_Brano fornito:_
################

Abbiamo identificato alterazioni del microbioma intestinale per una serie di farmaci antibiotici e non antibiotici, come derivati dall’assunzione di benzodiazepine, antidepressivi e glucocorticoidi, tra gli altri” hanno spiegato gli autori dello studio che, esaminando campioni di feci e dati di prescrizione di oltre 2.500 persone, hanno scoperto che la maggior parte dei farmaci analizzati era associata a cambiamenti misurabili nel microbioma intestinale.

Queste alterazioni possono influire sulla salute digestiva, il sistema immunitario e il metabolismo, sollevando nuovi interrogativi sugli effetti a lungo termine di medicinali largamente prescritti.

Farmaci di suo comune alterano l’intestino per anni: cosa dice lo studio

Alcuni farmaci possono lasciare impronte durature nel microbioma intestinale, influenzando la composizione della comunità microbica dell’intestino anche molto tempo dopo averli assunti.

Tra questi, non ci sono solo gli antibiotici, come ad esempio i macrolidi, i fluorochinoloni e diverse classi di penicilline: dei 186 farmaci di uso comune analizzati dagli studiosi, 167 sono risultati associati a cambiamenti nel microbioma intestinale durante l’uso, di cui 78 – circa il 42% – hanno mostrato anche quelli che gli studiosi chiamano “effetti di trascinamento”, durati ben oltre il periodo di trattamento.

Farmaci come i beta-bloccanti, comunemente prescritti per l’ipertensione e per proteggere il cuore da ritmi cardiaci anomali, sono stati associati a cambiamenti nella flora batterica intestinale rilevabili anche dopo aver interrotto l’assunzione diversi anni prima. Lo stesso vale per i derivati delle benzodiazepine come Xanax e Valium , utilizzati per trattare l’ansia e i disturbi del sonno.

Anche gli antidepressivi, in particolare gli inibitori selettivi della ricaptazione della serotonina, hanno mostrato effetti di trascinamento. Lo stesso vale per gli inibitori della pompa protonica, tra i farmaci più utilizzati per trattare il reflusso gastro-esofageo e il bruciore di stomaco.

In alcuni casi, più farmaci sono stati assunti in passato, maggiore è stato l'effetto osservato nel microbioma attuale. Il modello “additivo” suggerisce che la storia dei farmaci si accumula nel tempo, anziché semplicemente svanire al termine del trattamento.

################

_Materiale fornito:_
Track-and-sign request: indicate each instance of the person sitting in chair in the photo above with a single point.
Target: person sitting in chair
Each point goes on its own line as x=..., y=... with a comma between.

################

_Consegna:_
Rispondi a queste domande sul brano relativo al microbioma intestinale:
1. Di quante persone gli autori hanno esaminato campioni di feci e dati di prescrizione?
2. Quanti dei 186 farmaci analizzati hanno mostrato effetti di trascinamento?
3. Per trattare quali disturbi si usano gli inibitori della pompa protonica?
Il materiale non ha alcun ruolo in questo esercizio.

_Risposta scritta:_
1. Di oltre 2.500 persone.
2. 78, circa il 42%.
3. Il reflusso gastro-esofageo e il bruciore di stomaco.